*TASK OBJECTIVE*: Beginning with the line where "Practice step: locate the white vertical" appears, repeat every remaining line of the entries exactly, the last line included.

____________

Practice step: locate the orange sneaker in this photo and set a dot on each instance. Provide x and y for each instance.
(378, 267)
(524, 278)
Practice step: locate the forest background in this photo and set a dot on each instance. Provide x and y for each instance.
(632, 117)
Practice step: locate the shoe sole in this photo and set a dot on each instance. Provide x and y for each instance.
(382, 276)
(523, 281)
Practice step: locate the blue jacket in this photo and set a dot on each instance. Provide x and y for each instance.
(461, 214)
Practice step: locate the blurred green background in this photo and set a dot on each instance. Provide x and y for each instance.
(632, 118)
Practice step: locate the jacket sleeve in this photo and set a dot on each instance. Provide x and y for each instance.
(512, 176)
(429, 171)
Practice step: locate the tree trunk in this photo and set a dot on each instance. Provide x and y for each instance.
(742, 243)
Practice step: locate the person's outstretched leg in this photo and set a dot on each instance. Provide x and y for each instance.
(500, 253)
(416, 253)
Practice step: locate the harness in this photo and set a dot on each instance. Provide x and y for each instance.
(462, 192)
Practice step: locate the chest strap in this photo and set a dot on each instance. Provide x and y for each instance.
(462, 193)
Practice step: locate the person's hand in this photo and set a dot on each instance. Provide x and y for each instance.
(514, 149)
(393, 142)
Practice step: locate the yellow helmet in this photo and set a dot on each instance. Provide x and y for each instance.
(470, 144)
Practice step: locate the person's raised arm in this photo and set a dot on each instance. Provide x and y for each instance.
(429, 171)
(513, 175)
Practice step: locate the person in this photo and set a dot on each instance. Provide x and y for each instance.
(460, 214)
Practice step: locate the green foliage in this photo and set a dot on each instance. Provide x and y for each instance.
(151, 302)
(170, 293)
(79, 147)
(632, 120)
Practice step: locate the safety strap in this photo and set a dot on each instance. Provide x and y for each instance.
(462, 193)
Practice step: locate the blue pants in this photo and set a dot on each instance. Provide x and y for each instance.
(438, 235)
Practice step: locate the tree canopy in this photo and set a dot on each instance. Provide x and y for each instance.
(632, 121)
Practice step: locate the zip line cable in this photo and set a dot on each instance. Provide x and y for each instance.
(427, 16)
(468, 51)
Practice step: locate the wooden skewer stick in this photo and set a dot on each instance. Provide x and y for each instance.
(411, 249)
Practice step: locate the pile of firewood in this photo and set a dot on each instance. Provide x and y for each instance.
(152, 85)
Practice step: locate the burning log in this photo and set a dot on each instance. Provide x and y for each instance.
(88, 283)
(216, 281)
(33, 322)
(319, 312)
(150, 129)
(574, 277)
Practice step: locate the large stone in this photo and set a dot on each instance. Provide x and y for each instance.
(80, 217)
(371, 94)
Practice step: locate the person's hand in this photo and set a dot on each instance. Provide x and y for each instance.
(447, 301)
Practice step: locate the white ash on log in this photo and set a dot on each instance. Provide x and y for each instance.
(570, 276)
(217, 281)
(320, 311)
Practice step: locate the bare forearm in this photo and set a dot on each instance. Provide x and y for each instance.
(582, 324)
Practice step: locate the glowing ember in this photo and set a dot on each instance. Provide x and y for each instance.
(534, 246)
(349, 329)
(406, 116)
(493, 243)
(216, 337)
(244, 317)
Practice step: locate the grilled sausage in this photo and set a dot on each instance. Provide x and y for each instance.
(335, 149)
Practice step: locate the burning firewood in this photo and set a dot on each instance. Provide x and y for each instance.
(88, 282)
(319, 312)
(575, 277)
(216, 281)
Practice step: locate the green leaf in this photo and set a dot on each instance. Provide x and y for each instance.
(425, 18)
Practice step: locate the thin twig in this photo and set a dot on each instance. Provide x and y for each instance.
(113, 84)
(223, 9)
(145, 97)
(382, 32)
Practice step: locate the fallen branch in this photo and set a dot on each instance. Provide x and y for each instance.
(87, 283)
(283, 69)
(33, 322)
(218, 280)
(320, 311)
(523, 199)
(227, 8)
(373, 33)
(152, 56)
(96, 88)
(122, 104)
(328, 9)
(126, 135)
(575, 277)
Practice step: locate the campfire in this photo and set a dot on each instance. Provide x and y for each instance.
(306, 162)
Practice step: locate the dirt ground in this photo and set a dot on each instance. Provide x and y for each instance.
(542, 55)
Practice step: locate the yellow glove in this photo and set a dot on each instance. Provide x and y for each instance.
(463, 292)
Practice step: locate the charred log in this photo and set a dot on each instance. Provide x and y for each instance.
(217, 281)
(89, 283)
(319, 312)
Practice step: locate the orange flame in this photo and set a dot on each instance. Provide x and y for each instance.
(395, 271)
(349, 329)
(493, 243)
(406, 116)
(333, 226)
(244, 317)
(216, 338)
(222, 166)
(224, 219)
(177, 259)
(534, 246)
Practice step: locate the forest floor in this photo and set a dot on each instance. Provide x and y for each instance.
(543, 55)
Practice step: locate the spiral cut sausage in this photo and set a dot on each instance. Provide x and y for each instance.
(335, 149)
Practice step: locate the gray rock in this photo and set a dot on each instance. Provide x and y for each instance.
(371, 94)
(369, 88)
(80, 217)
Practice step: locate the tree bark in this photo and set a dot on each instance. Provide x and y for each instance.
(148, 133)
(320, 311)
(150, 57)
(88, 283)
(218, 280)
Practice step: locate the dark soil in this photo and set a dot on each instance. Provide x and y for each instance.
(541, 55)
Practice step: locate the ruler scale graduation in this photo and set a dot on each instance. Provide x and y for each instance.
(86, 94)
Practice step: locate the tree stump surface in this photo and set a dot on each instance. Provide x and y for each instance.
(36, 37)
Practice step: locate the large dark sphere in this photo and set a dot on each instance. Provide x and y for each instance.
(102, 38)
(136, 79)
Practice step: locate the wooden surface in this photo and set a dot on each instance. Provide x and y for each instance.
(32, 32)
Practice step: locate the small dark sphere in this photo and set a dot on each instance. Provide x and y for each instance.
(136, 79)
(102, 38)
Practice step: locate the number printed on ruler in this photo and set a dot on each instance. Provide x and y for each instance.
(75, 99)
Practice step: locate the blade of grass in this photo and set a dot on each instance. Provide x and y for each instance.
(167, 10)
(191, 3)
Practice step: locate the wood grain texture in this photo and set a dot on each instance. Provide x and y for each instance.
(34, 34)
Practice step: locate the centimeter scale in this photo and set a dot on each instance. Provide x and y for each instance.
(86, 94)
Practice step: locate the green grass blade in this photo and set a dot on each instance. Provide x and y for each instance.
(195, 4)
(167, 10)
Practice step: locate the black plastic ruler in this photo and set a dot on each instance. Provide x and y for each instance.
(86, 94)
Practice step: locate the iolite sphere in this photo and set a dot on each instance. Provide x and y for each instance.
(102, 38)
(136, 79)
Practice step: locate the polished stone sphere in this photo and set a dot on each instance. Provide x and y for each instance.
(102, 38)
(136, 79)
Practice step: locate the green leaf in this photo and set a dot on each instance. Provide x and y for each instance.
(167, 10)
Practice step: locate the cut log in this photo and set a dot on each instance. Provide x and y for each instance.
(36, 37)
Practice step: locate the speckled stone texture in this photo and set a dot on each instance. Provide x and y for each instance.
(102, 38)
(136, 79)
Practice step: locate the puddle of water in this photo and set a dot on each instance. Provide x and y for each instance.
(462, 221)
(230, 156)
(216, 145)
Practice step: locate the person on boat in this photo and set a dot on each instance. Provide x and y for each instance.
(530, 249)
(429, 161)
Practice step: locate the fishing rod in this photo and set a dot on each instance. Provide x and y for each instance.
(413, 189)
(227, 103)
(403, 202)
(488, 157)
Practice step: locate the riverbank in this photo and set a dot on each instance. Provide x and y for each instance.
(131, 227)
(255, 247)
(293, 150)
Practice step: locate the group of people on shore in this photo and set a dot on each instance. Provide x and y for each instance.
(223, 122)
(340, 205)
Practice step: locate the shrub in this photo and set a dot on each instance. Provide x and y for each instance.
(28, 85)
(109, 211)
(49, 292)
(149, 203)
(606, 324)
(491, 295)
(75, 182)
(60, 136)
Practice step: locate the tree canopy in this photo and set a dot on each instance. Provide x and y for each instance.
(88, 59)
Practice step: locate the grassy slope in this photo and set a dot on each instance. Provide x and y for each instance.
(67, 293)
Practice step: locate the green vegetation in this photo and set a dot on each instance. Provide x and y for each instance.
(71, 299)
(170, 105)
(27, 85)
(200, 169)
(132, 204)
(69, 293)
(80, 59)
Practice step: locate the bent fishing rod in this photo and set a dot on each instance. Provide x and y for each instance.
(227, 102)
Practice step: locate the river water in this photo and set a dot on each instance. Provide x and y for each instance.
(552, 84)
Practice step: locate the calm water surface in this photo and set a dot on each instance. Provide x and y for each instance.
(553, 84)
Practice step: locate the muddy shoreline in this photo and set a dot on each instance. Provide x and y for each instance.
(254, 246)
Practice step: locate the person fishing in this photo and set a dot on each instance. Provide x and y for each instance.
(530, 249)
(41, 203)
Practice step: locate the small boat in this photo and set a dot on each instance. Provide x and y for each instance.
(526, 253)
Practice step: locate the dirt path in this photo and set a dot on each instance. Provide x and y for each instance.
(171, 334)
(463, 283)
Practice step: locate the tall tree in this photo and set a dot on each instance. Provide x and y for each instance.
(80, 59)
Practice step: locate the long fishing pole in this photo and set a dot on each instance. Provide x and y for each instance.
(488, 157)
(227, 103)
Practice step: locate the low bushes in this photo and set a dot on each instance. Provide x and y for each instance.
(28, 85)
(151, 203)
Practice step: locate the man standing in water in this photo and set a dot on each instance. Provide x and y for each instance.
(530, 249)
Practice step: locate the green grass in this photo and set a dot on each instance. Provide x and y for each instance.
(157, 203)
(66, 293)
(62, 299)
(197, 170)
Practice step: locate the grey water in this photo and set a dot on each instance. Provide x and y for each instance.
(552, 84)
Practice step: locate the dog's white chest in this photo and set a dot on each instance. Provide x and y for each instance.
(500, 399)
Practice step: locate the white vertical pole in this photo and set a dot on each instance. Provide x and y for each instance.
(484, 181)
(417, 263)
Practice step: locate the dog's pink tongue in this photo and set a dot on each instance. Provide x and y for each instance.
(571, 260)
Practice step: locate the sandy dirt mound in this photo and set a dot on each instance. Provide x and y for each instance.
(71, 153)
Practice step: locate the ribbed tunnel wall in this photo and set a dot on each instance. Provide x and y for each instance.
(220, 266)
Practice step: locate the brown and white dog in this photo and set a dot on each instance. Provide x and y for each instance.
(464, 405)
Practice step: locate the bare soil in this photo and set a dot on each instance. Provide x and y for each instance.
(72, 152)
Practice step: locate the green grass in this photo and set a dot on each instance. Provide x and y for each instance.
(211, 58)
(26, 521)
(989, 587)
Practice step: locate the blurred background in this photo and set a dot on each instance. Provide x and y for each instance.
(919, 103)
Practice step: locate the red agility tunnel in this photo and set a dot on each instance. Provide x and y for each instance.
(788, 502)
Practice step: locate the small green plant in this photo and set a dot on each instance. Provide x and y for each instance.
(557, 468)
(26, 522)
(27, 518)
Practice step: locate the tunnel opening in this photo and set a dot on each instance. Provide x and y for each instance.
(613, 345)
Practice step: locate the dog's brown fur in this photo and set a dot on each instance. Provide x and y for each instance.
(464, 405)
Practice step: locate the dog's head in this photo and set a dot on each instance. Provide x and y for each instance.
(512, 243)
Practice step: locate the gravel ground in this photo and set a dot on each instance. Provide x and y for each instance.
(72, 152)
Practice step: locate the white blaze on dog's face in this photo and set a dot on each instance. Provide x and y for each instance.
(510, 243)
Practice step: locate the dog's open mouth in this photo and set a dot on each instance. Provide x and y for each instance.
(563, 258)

____________

*WRITTEN SOLUTION*:
Practice step: locate the white vertical pole in this photo and set a dot on each instance. Provide x and y for each instance.
(484, 181)
(417, 263)
Practice step: locate the dog's pink tongue in this photo and set a dot on each instance. Provide x and y for each instance.
(571, 260)
Practice step: locate the sandy dirt mound in this photo and set a dot on each instance. Provide x and y for each instance.
(71, 153)
Practice step: locate the ribbed tunnel wall in this photo and set a dot on each instance. Provide x and y for each instance.
(220, 266)
Practice step: locate the brown and white dog in this photo and set a dot on each instance. Provide x and y for each instance.
(464, 405)
Practice step: locate the bare soil in this photo and set a dot on each instance. Provide x and y for each instance.
(72, 152)
Practice step: locate the green grass in this photo and set a dot on each instance. Provide x and y for each instance.
(211, 58)
(26, 521)
(989, 587)
Practice step: locate the blurred background in this photo and set a dot on each instance. Provide x and y for each instance.
(919, 103)
Practice step: locate the red agility tunnel in this photo and set a dot on each instance. Provide x and y for each instance.
(788, 502)
Practice step: locate the small green plant in this photo and set a dot on each instance. Provide x and y for each instance.
(557, 468)
(26, 522)
(27, 518)
Practice step: locate the tunnel opening in this photo and set a dot on each instance. Provide x and y for each instance.
(613, 345)
Practice step: locate the dog's brown fur in this photo and set a dot on each instance. Provide x and y for each instance.
(464, 405)
Practice step: locate the dog's head in this photo and set a dot on each instance. Provide x and y for each instance.
(512, 243)
Practice step: locate the gravel ground in this photo and set a dot on each instance. Provide x and y for each instance.
(72, 152)
Practice step: locate the white blaze on dog's face in this photo and set a dot on each instance. Provide x and y for each instance.
(510, 243)
Practice step: locate the dog's open mouth in this photo and set a dot on each instance. Provide x and y for each instance.
(563, 258)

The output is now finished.